Extract to read:
Remember when The Girl With the Dragon Tattoo came out? People went crazy! They’d never read anything like it. Pretty soon it was followed by The Girl Who Played With Fire, and later, The Girl Who Kicked the Hornet’s Nest. Lisbeth Salander was the anti-hero we’d all unknowingly been waiting for. She was tough as nails, she was traumatized, she was an outsider; she was the girl you were attracted to, but slightly afraid of.
Since then, the Nordic noir phenomenon has become a global obsession, recognized as an international brand, spawning a multitude of books, movies and TV series. So popular are they, that there is hardly a writer north of the 59th latitude who isn’t churning out icy dramas, slow-burning mysteries, and twisted conspiracy tales.
Nordic noir represents the bleakest of the bleak, often centering on brutal crimes tinged with shocking violence. They usually feature protagonists who are tortured themselves with some inner trauma. Brooding and introspective, they’re the anti-American, if you will. The settings, whether sprawling city streets or remote rural villages, are desolate and harsh, offering little in the way of joy.

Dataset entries
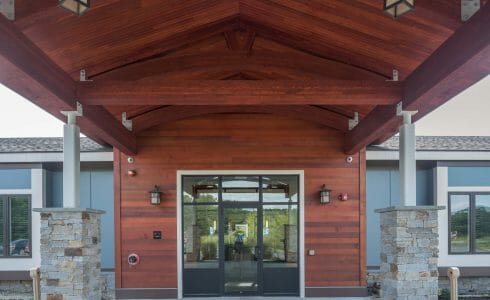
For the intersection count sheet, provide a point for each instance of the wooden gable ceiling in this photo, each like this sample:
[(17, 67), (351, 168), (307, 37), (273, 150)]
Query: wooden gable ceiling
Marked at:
[(163, 60)]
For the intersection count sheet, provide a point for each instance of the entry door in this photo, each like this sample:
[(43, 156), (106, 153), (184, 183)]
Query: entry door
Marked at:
[(242, 250), (240, 235)]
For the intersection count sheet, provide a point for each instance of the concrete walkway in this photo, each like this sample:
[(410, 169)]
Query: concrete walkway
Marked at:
[(278, 298)]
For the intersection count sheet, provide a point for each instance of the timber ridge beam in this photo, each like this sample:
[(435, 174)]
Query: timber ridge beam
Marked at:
[(461, 61), (302, 112), (149, 91), (25, 69)]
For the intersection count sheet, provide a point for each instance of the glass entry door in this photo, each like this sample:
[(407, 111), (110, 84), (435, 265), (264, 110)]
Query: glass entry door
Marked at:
[(241, 250), (240, 235)]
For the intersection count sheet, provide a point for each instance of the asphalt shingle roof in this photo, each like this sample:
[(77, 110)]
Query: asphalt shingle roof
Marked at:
[(423, 143), (439, 143), (46, 144)]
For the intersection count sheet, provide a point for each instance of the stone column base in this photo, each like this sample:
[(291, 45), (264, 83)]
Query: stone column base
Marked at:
[(409, 252), (70, 253)]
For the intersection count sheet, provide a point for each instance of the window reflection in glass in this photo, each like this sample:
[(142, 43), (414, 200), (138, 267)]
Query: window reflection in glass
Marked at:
[(459, 224), (482, 223), (240, 188), (280, 232), (201, 236), (280, 188), (2, 220), (19, 226), (200, 189)]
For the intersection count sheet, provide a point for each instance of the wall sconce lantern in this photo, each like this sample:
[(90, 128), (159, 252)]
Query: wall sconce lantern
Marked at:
[(77, 7), (155, 195), (325, 195), (396, 8)]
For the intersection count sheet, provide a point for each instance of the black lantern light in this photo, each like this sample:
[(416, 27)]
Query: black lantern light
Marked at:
[(155, 195), (325, 195), (396, 8), (77, 7)]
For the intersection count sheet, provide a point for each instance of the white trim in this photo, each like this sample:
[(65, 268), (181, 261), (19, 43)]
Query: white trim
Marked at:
[(468, 188), (454, 260), (301, 175), (431, 155), (53, 157), (17, 191)]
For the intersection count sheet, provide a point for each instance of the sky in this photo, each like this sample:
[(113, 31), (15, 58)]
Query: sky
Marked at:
[(466, 114)]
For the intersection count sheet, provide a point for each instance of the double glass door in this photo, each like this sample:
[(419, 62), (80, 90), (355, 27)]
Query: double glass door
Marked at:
[(240, 235)]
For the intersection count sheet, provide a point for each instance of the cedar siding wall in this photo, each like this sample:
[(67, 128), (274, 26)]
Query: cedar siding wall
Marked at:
[(240, 142)]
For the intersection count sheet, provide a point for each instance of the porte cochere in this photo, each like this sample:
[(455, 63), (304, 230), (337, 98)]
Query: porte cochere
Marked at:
[(240, 111)]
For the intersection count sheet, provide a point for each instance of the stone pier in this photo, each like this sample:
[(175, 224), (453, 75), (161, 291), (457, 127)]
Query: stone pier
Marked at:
[(409, 252), (70, 253)]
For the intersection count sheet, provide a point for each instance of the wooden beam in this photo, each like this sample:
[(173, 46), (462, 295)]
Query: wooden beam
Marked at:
[(25, 69), (163, 47), (218, 64), (238, 92), (303, 112), (461, 61)]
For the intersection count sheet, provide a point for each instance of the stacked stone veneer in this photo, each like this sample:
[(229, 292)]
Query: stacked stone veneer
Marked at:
[(409, 252), (70, 253)]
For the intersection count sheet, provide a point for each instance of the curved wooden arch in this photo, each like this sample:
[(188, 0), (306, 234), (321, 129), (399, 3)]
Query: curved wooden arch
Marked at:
[(180, 112)]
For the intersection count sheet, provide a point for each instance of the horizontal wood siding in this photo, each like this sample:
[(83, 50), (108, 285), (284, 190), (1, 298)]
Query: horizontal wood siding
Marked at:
[(240, 142)]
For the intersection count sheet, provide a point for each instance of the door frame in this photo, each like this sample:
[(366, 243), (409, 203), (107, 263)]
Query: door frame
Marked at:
[(299, 173)]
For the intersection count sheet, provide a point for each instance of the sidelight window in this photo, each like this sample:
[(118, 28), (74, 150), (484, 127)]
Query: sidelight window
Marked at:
[(469, 223), (15, 226)]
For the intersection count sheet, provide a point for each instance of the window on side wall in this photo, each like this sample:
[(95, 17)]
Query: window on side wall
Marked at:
[(469, 223), (15, 226)]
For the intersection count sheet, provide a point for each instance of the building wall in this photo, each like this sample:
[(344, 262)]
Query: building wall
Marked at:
[(240, 142), (383, 190)]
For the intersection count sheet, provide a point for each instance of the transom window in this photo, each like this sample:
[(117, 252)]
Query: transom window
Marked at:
[(469, 223)]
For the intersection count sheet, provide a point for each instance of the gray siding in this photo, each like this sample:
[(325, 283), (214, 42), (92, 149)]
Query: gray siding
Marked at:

Assigned task 1: In the article on Nordic noir, north of which latitude is hardly a writer not churning out icy dramas?
Assigned task 2: Go on with the article on Nordic noir from the point where it stops.
You won't need the entries for any of this.

Your response 1: The 59th latitude.

Your response 2:
My husband is a big reader of the genre so I finally decided to see what all the fuss was about. A brief sampling:
The Thirst by Jo Nesbo
Probably one of the most famous writers of the genre, Nesbo knows how to create a gripping thriller. This book is a classic who-dunnit featuring legendary detective Harry Hole. Despite the title, I wasn’t quite prepared for the psycho-killer who kills women and drinks their blood. Chilling, but hasn’t the vampire motif been done to death?
The Draining Lake by Arnaldur Indridason
Another prolific writer, this one from Iceland, crafts a gripping story. A skeleton is found in a lake that is rapidly draining away. It is tied to an old Russian radio device and through a series of events, detectives start looking at Cold War espionage. Simultaneously, a story of young idealist students protesting in East Germany, reveals the identity of the skeleton and the murderer. A good read with multiple plot lines, I especially liked the setting of East Germany after the war and its fascinating, unusual, political story.
Detective Inspector Huss by Helene Tursten
An investigation is underway in Sweden into the death of a prominent, ultra-rich financier. At first deemed a suicide, it becomes evident it’s a carefully planned murder involving the Hell’s Angels (yes in Sweden too!) and the underworld of money, drugs and thugs. Very complicated plot but a good read about Swedish police as they work to unravel the threads to catch the killer. Also, the characters are well drawn, making them not just police, but fleshed-out individuals with their own personal struggles and hopes.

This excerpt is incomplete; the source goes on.